## Begin Extract to read
With the indirect register addressing all prederefed run cores (Prederefed, CGP, Switch) are currently not functional, as these run cores have absolute addresses in the prederefed code.
I see two ways to fix it:
1) use frame pointer relative addressing: + prederefed code is usable by different threads too - ~4 times increase in code size of core_ops_*.{c,o} [1]
2) Re-prederef on function calls, if frame pointer differs + no impact on code size - needs precise code length of functions - threads need distinct prederefed code - possibly slower then 1)
Comments welcome, leo
[1] due to absolute addressing a constant argument and a register argument have the same code, set_i_ic and set_i_i are the same.
At 11:13 AM +0200 10/28/04, Leopold Toetsch wrote:
>With the indirect register addressing all prederefed run cores >(Prederefed, CGP, Switch) are currently not functional, as these run >cores have absolute addresses in the prederefed code.
>I see two ways to fix it:
>1) use frame pointer relative addressing: > + prederefed code is usable by different threads too > - ~4 times increase in code size of core_ops_*.{c,o} [1]
>2) Re-prederef on function calls, if frame pointer differs > + no impact on code size > - needs precise code length of functions > - threads need distinct prederefed code > - possibly slower then 1)
Or 3) Toss the prederef stuff entirely. -- Dan
--------------------------------------it's like this------------------- Dan Sugalski even samurai d...@sidhe.org have teddy bears and even teddy bears get drunk
Dan Sugalski wrote: > Or 3) Toss the prederef stuff entirely.
Which might not be quite as bad as it sounds: on at least one "strange platform" (IA64 HP-UX) the native C compiler gets the switch core running faster than the prederef core! (!)
Dan Sugalski wrote: > At 11:13 AM +0200 10/28/04, Leopold Toetsch wrote:
>> 1) use frame pointer relative addressing: >> + prederefed code is usable by different threads too >> - ~4 times increase in code size of core_ops_*.{c,o} [1]
>> 2) Re-prederef on function calls, if frame pointer differs >> + no impact on code size >> - needs precise code length of functions >> - threads need distinct prederefed code >> - possibly slower then 1)
> Or 3) Toss the prederef stuff entirely.
Well, the prederefed function core (parrot -P) is for sure not necessary. Are still remaining CGP and switched core, which is prederefed too. CGP is by far the fasted run-core for JIT-less architectures, if CGoto is available. The switched core can of course run w/o prederef too.
## End Extract to read
## Begin Provided data
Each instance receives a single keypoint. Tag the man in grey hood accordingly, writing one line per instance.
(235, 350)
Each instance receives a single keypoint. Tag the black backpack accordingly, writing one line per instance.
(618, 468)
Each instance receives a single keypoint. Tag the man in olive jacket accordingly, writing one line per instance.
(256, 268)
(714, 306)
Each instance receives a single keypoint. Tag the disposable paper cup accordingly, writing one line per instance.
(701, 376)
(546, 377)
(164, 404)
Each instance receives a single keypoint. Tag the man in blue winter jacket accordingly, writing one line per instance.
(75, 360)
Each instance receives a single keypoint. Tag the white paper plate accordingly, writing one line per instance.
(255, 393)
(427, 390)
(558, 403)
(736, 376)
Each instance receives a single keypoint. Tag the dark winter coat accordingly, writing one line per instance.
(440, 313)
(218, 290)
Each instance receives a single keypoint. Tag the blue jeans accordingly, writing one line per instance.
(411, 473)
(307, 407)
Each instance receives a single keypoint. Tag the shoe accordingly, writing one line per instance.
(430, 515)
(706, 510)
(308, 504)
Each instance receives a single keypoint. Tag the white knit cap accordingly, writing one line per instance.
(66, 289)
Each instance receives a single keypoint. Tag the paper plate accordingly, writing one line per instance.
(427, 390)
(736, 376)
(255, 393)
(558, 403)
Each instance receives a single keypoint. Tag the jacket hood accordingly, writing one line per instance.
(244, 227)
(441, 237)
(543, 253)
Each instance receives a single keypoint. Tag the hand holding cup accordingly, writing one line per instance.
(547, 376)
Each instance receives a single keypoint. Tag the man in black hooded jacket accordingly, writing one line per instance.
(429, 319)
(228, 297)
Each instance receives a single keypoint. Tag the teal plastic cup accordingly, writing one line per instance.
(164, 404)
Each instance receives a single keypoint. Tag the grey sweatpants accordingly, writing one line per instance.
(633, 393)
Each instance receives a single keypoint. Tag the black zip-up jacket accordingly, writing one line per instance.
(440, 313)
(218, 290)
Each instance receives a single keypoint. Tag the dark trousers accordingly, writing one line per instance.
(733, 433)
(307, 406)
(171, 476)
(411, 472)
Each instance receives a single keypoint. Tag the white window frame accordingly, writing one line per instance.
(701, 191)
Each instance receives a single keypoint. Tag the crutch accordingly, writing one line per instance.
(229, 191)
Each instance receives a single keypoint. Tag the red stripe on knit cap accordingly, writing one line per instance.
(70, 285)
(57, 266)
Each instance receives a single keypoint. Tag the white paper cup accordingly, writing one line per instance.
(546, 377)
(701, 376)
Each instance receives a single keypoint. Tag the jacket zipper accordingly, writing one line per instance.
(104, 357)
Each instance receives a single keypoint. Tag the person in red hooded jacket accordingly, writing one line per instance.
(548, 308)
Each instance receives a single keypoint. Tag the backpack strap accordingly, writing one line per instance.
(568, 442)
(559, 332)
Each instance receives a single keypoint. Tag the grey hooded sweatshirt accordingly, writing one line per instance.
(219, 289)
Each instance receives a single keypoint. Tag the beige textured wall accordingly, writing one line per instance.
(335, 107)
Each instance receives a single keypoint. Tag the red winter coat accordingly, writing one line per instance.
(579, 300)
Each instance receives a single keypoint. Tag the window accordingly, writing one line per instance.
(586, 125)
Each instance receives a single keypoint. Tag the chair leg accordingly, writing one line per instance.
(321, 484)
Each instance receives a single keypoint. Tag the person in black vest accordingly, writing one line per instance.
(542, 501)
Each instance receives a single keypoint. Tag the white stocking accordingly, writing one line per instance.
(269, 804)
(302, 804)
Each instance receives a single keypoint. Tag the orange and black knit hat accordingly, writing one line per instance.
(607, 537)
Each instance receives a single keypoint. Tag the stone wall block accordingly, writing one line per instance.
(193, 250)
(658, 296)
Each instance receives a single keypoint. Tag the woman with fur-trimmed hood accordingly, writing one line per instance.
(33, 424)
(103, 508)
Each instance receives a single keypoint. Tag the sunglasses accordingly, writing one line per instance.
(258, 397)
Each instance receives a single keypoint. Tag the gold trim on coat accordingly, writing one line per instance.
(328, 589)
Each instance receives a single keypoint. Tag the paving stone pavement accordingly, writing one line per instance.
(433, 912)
## End Provided data
→ Requirements
A) In the thread about prederefed run cores, which run cores does the opening sentence name in parentheses as currently not functional?
B) Quote the thread about prederefed run cores, starting at "Well, the prederefed" and ending at "w/o prederef too.".

→ Results by task
A) Prederefed, CGP, Switch

B)
Well, the prederefed function core (parrot -P) is for sure not necessary. Are still remaining CGP and switched core, which is prederefed too. CGP is by far the fasted run-core for JIT-less architectures, if CGoto is available. The switched core can of course run w/o prederef too.